▶ Directions for this task
Give back, unchanged, the part of the rows below that opens with the line containing "Sample: x=69, y=23." and closes with the line containing "x=361, y=162". Include both of those lines and nothing outside them.
"""
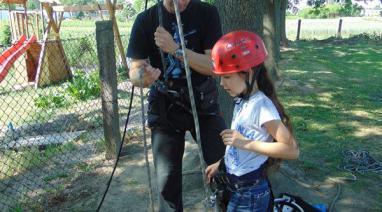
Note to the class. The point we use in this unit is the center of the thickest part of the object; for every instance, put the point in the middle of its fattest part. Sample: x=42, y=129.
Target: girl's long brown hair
x=266, y=85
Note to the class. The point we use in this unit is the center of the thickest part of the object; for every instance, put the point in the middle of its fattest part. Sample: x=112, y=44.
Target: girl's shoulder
x=260, y=99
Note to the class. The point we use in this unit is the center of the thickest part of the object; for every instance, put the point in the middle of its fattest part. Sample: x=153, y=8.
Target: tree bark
x=271, y=36
x=284, y=39
x=238, y=15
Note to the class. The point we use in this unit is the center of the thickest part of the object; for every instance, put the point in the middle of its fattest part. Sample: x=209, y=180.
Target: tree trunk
x=272, y=35
x=238, y=15
x=284, y=39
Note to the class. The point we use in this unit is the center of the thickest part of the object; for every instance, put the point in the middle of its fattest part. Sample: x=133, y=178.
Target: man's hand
x=149, y=73
x=211, y=170
x=164, y=41
x=234, y=138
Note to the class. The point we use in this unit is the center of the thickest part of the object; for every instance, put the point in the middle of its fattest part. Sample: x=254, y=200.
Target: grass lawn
x=335, y=102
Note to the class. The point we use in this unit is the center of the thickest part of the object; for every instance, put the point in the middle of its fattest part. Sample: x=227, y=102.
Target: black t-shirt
x=201, y=29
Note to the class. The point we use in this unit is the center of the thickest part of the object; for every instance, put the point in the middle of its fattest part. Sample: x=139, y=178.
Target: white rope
x=144, y=139
x=192, y=100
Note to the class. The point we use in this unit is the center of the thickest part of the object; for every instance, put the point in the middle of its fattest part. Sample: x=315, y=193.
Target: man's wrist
x=174, y=51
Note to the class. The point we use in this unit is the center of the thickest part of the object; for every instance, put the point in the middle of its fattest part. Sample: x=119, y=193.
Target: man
x=169, y=111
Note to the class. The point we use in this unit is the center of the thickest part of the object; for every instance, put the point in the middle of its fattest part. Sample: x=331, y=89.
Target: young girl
x=260, y=132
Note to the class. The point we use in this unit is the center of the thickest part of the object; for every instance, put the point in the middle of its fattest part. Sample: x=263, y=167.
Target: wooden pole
x=26, y=20
x=108, y=77
x=339, y=28
x=298, y=29
x=117, y=34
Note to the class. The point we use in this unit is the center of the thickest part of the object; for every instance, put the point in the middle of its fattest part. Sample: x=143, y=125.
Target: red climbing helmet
x=238, y=51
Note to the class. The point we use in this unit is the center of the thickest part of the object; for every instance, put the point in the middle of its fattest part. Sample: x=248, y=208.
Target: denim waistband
x=249, y=177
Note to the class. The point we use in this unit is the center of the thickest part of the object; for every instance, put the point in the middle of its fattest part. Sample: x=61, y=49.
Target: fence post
x=339, y=28
x=298, y=29
x=108, y=78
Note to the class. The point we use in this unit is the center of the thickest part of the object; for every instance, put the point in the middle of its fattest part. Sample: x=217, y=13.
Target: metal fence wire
x=51, y=128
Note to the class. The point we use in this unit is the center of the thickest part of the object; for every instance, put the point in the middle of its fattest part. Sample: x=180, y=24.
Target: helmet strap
x=249, y=84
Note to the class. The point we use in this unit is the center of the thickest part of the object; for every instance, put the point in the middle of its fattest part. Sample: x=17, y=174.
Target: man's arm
x=149, y=74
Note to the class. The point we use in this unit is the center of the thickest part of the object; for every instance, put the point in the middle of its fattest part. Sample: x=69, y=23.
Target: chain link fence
x=51, y=129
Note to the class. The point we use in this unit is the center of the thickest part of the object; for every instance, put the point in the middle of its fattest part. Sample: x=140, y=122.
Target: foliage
x=84, y=86
x=32, y=5
x=80, y=15
x=78, y=2
x=128, y=12
x=5, y=37
x=331, y=11
x=4, y=6
x=210, y=1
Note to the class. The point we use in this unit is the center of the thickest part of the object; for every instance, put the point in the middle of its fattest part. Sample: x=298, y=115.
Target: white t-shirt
x=248, y=119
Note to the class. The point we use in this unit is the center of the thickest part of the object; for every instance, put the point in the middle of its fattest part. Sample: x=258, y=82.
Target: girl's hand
x=234, y=138
x=211, y=170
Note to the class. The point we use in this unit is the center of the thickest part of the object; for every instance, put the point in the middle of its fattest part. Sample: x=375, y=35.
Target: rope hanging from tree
x=209, y=198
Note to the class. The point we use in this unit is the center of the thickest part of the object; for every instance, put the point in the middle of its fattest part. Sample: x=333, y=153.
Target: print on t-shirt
x=175, y=67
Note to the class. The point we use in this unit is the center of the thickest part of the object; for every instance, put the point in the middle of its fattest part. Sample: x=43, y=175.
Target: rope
x=144, y=139
x=160, y=17
x=192, y=100
x=361, y=162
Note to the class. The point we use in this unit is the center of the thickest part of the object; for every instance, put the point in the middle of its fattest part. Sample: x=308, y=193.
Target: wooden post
x=111, y=8
x=298, y=29
x=108, y=77
x=339, y=28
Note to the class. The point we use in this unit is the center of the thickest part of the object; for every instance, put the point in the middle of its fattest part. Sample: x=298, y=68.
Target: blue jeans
x=250, y=199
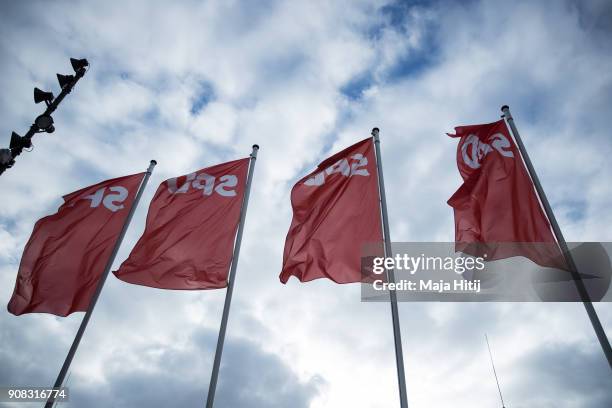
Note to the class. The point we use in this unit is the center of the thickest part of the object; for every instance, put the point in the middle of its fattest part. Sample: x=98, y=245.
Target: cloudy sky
x=196, y=83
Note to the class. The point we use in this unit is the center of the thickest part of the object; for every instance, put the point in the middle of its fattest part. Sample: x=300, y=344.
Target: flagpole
x=582, y=291
x=397, y=336
x=230, y=284
x=77, y=339
x=494, y=372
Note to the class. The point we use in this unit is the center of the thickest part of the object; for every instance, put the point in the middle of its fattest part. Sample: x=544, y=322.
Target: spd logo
x=205, y=182
x=355, y=168
x=473, y=150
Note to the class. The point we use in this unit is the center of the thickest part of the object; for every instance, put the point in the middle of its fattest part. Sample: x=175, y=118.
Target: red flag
x=497, y=203
x=335, y=211
x=67, y=252
x=190, y=231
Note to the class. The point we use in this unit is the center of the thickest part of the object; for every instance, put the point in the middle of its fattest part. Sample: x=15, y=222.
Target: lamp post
x=43, y=122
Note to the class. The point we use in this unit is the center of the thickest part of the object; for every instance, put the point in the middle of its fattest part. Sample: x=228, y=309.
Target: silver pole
x=397, y=336
x=494, y=372
x=77, y=339
x=230, y=284
x=584, y=295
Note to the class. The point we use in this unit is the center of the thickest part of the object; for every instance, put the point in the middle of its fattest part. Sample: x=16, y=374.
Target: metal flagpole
x=77, y=339
x=397, y=336
x=230, y=284
x=584, y=295
x=494, y=372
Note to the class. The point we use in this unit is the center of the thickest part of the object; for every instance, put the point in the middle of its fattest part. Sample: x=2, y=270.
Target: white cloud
x=276, y=72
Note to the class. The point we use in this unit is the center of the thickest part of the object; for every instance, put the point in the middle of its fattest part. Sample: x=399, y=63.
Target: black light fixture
x=64, y=80
x=78, y=64
x=40, y=96
x=45, y=123
x=19, y=142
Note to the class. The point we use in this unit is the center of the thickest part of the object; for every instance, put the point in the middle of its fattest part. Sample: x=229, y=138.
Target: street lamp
x=44, y=121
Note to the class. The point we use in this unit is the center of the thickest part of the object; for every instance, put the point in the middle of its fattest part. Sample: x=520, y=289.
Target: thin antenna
x=65, y=386
x=494, y=372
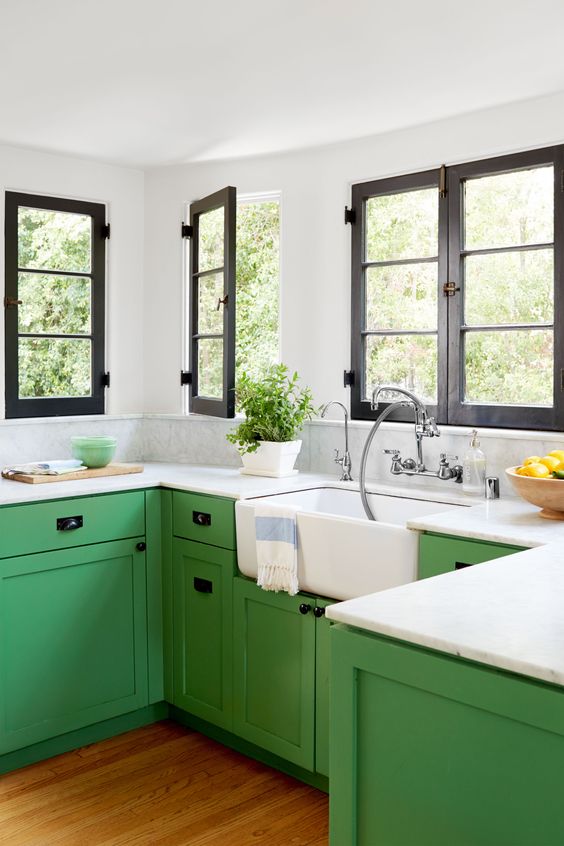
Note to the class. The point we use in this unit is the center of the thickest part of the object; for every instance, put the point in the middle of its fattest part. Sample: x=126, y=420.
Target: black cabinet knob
x=69, y=524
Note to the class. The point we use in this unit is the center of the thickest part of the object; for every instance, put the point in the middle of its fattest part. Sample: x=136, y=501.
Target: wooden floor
x=162, y=785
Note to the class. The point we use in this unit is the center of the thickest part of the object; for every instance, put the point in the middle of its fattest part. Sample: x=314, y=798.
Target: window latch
x=450, y=289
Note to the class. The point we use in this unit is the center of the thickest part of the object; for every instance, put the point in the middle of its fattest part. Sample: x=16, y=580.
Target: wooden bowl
x=548, y=494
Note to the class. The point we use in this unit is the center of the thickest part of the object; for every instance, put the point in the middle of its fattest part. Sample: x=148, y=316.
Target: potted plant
x=275, y=409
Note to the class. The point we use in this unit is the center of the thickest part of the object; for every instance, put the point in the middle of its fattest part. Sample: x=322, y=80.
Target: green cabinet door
x=443, y=554
x=202, y=578
x=274, y=672
x=322, y=676
x=73, y=640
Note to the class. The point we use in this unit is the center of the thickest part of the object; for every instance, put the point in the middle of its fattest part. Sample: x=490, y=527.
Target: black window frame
x=224, y=407
x=451, y=409
x=17, y=407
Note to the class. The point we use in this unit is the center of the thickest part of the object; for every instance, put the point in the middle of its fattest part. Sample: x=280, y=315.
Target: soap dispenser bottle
x=474, y=467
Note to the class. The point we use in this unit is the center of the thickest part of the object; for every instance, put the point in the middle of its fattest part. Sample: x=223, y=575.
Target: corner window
x=233, y=295
x=54, y=306
x=457, y=290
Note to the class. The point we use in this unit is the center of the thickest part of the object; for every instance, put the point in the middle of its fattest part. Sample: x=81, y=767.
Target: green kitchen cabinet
x=443, y=553
x=434, y=750
x=202, y=579
x=276, y=672
x=73, y=639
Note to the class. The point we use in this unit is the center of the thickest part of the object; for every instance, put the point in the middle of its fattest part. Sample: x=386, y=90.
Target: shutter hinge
x=442, y=182
x=348, y=378
x=450, y=289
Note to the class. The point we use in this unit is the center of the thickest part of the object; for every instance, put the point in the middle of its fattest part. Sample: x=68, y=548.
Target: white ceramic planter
x=272, y=459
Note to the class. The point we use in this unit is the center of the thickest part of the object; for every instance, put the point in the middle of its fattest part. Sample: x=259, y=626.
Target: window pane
x=509, y=209
x=511, y=368
x=409, y=361
x=258, y=287
x=402, y=296
x=509, y=288
x=52, y=367
x=401, y=226
x=51, y=240
x=54, y=304
x=210, y=242
x=210, y=368
x=210, y=290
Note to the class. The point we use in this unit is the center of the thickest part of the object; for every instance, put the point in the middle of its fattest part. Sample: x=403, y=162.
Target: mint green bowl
x=95, y=451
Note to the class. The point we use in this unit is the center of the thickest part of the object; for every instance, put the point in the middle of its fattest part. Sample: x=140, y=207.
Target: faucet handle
x=446, y=458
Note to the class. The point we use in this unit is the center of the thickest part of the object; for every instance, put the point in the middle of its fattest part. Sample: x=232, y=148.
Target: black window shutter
x=207, y=395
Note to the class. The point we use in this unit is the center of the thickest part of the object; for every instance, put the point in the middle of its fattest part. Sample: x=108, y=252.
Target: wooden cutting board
x=89, y=473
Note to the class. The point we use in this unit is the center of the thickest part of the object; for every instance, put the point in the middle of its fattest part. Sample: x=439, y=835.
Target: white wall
x=122, y=189
x=315, y=244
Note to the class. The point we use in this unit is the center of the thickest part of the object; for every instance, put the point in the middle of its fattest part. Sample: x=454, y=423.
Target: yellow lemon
x=536, y=470
x=551, y=462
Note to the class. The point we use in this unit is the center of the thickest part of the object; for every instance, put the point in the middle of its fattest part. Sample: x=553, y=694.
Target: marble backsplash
x=201, y=440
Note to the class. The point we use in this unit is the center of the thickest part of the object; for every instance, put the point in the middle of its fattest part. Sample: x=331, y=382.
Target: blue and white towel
x=277, y=548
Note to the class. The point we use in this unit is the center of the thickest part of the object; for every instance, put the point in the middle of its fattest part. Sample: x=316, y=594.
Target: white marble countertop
x=207, y=479
x=508, y=613
x=510, y=521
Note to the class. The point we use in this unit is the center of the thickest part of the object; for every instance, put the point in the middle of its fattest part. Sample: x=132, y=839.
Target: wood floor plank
x=162, y=785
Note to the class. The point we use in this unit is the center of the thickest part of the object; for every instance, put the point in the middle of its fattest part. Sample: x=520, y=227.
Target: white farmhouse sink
x=342, y=554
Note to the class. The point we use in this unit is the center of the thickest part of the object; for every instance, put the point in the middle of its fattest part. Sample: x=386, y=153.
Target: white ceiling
x=150, y=83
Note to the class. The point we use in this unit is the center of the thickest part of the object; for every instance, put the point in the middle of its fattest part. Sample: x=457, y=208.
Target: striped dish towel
x=277, y=548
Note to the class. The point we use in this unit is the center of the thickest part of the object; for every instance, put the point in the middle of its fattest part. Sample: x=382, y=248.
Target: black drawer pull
x=203, y=585
x=200, y=518
x=69, y=524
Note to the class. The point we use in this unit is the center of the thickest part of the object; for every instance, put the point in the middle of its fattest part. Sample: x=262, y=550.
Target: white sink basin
x=342, y=554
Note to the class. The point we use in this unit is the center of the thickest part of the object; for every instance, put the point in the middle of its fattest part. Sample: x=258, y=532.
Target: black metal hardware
x=200, y=518
x=450, y=289
x=442, y=182
x=11, y=302
x=203, y=585
x=69, y=524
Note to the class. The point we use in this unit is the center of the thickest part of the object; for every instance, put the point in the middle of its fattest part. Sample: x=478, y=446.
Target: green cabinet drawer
x=202, y=580
x=27, y=529
x=442, y=554
x=207, y=519
x=73, y=640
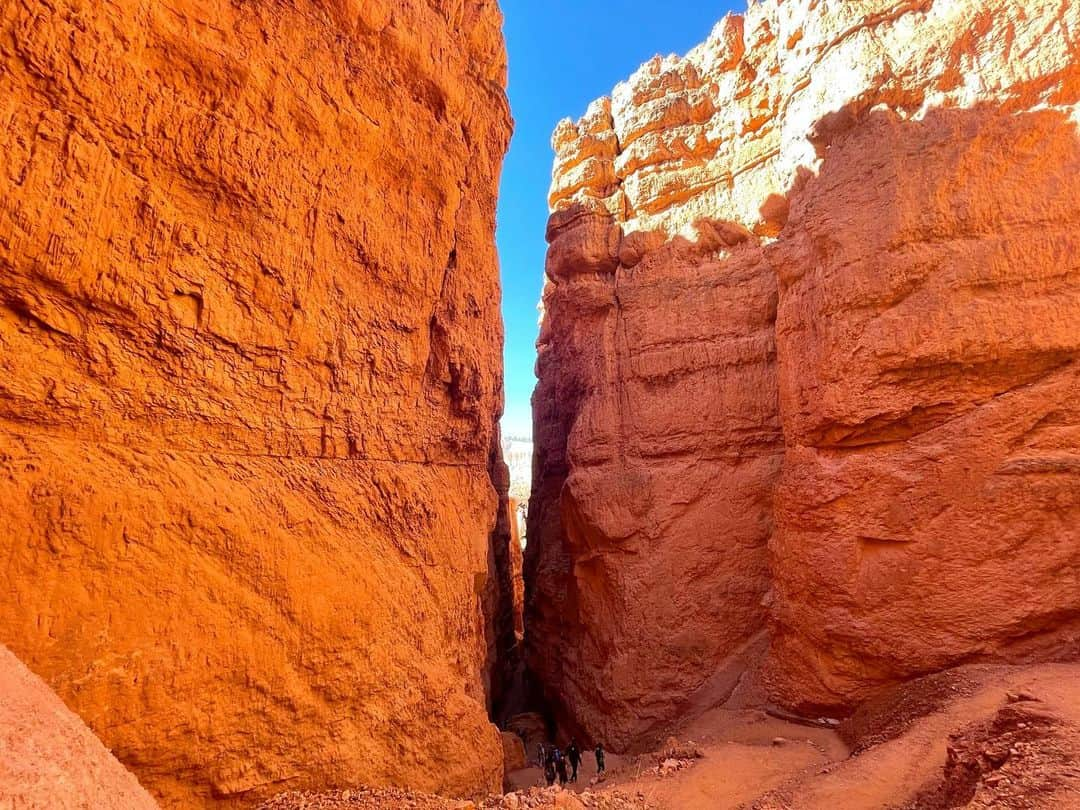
"""
▶ Task output
Note to the class. The point we use in this unit is the center of the thickest part of the object; for every instance, put the point in the middle of its fattest part. Sample: x=69, y=23.
Target: chain link fence
x=51, y=129
Note to the class. The point we use in this unit is the center of the thickest part of the object; for every instance, put the point in the middle of its fattest part. Sample: x=140, y=122.
Target: foliage
x=84, y=86
x=32, y=5
x=80, y=15
x=78, y=2
x=128, y=12
x=5, y=37
x=331, y=11
x=4, y=6
x=210, y=1
Note to the class. The point we use in this unit is the center of the thickest part of the object; for every instance, put the point in the middle of its fattest part. Sample: x=298, y=115.
Target: white t-shirt
x=248, y=119
Note to the class. The point we use in this unit is the center of the thickest part of the object; for every instance, put the point in the middle of its fattest part. Sample: x=258, y=82.
Target: girl's hand
x=234, y=138
x=211, y=170
Note to the class. The point we use in this unit is the center of the thickest part of the object; for every instance, put the point in the middle of its fattest part. Sample: x=375, y=35.
Target: rope hanging from tree
x=209, y=198
Note to the class. The point we use in this unit is the center of the thickest part of the object; for every instance, put the point in the middle of its fattest part. Sample: x=333, y=153.
Target: print on t-shirt
x=175, y=67
Note to the class. The point we use in this unit is the center of the thickest part of the object; for every instance, put the point in the middle of its fattest part. Sample: x=43, y=175.
Target: rope
x=144, y=139
x=160, y=17
x=192, y=100
x=361, y=162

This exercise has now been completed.